Given records:
__________

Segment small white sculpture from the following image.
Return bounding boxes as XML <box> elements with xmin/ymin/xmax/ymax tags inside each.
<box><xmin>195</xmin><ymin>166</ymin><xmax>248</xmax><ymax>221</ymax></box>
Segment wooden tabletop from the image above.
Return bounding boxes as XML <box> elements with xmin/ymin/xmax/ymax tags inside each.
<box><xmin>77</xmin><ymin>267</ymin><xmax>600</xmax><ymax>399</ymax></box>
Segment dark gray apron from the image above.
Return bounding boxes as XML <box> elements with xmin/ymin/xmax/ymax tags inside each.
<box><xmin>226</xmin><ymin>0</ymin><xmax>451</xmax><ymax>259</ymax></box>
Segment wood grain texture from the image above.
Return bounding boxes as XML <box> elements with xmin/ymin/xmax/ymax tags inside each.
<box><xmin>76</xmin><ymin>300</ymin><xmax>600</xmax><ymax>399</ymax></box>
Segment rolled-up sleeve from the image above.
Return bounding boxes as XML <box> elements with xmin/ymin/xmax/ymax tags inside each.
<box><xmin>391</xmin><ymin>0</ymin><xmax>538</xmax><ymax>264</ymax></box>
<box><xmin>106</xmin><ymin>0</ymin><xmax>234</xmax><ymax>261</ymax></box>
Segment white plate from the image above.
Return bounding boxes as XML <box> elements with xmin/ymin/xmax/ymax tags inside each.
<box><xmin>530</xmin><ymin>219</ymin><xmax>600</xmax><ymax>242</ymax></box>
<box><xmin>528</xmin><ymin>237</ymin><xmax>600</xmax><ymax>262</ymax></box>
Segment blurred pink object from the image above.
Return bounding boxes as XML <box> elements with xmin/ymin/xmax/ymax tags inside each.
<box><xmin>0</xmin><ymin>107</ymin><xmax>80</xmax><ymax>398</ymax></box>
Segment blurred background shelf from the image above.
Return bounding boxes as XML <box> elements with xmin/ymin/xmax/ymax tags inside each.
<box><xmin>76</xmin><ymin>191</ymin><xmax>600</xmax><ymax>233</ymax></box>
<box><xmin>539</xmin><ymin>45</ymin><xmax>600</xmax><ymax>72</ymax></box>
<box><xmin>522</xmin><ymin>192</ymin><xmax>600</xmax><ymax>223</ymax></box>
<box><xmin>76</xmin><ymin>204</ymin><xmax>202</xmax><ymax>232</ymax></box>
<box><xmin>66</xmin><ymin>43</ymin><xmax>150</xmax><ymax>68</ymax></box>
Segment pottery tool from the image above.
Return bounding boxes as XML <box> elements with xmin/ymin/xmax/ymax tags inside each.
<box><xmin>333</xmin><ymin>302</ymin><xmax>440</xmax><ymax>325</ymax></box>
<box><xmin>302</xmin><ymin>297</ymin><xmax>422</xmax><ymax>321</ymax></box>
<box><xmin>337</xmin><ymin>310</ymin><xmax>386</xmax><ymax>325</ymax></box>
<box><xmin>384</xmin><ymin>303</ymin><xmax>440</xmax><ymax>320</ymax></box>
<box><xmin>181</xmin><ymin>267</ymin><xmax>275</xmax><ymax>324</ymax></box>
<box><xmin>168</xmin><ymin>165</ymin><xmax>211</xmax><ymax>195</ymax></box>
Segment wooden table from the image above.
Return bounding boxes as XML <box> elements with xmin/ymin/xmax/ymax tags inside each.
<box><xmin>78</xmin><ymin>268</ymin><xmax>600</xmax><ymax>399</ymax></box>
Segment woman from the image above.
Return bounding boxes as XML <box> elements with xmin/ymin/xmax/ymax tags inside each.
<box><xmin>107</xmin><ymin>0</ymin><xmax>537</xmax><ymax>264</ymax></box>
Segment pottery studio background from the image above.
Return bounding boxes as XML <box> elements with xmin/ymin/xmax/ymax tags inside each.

__________

Your goal: Every line of the material above should be transcribed as it stands.

Response box:
Segment small white sculpture from the following image.
Return bounding boxes as XML <box> elements with xmin/ymin/xmax/ymax tags inside each.
<box><xmin>195</xmin><ymin>166</ymin><xmax>248</xmax><ymax>221</ymax></box>
Segment wooden tabletop from the image above.
Return bounding boxes as XML <box> elements with xmin/ymin/xmax/ymax tags inside each.
<box><xmin>77</xmin><ymin>267</ymin><xmax>600</xmax><ymax>399</ymax></box>
Segment dark gray apron from the image above.
Return bounding boxes as XML <box> elements with xmin/ymin/xmax/ymax tags inside each.
<box><xmin>226</xmin><ymin>0</ymin><xmax>451</xmax><ymax>259</ymax></box>
Segment wood grain texture from the image above.
Return bounding boxes as XML <box> elements with xmin/ymin/xmax/ymax tags inside each.
<box><xmin>76</xmin><ymin>300</ymin><xmax>600</xmax><ymax>399</ymax></box>
Segment rolled-up sleeve from the image above.
Return bounding boxes as XML <box> elements with xmin/ymin/xmax/ymax tags inside each.
<box><xmin>391</xmin><ymin>0</ymin><xmax>538</xmax><ymax>264</ymax></box>
<box><xmin>106</xmin><ymin>0</ymin><xmax>234</xmax><ymax>261</ymax></box>
Segment white plate from the image above.
Return bounding boxes as XML <box> elements with xmin/ymin/xmax/ymax tags inside each.
<box><xmin>530</xmin><ymin>219</ymin><xmax>600</xmax><ymax>242</ymax></box>
<box><xmin>528</xmin><ymin>237</ymin><xmax>600</xmax><ymax>262</ymax></box>
Segment blurred pink object from the image above.
Return bounding boxes as XML <box> elements with xmin/ymin/xmax/ymax tags inside each.
<box><xmin>0</xmin><ymin>107</ymin><xmax>80</xmax><ymax>398</ymax></box>
Segment blurred background shelf from the image above.
Return bounding boxes as XML <box> elements with xmin/ymin/xmax/ymax tags inside each.
<box><xmin>76</xmin><ymin>191</ymin><xmax>600</xmax><ymax>233</ymax></box>
<box><xmin>539</xmin><ymin>45</ymin><xmax>600</xmax><ymax>72</ymax></box>
<box><xmin>522</xmin><ymin>192</ymin><xmax>600</xmax><ymax>223</ymax></box>
<box><xmin>76</xmin><ymin>204</ymin><xmax>202</xmax><ymax>232</ymax></box>
<box><xmin>66</xmin><ymin>43</ymin><xmax>150</xmax><ymax>68</ymax></box>
Segment pottery tool from the image above.
Return bounding boxes as XML <box> elements with xmin/ymin/xmax/ymax tags inside each.
<box><xmin>333</xmin><ymin>302</ymin><xmax>440</xmax><ymax>325</ymax></box>
<box><xmin>302</xmin><ymin>297</ymin><xmax>422</xmax><ymax>321</ymax></box>
<box><xmin>337</xmin><ymin>310</ymin><xmax>386</xmax><ymax>325</ymax></box>
<box><xmin>384</xmin><ymin>303</ymin><xmax>440</xmax><ymax>320</ymax></box>
<box><xmin>181</xmin><ymin>267</ymin><xmax>275</xmax><ymax>324</ymax></box>
<box><xmin>168</xmin><ymin>165</ymin><xmax>211</xmax><ymax>195</ymax></box>
Segment wooden table from the image above.
Return bounding boxes as XML <box> elements with xmin/ymin/xmax/ymax tags inside each.
<box><xmin>78</xmin><ymin>268</ymin><xmax>600</xmax><ymax>399</ymax></box>
Segment woman from the image above.
Return bounding boxes as XML <box> elements with xmin/ymin/xmax/ymax tags inside each.
<box><xmin>107</xmin><ymin>0</ymin><xmax>537</xmax><ymax>264</ymax></box>
Segment pottery studio background from the image above.
Return bounding boxes as XML <box> elements with xmin/ymin/xmax/ymax tags inside each.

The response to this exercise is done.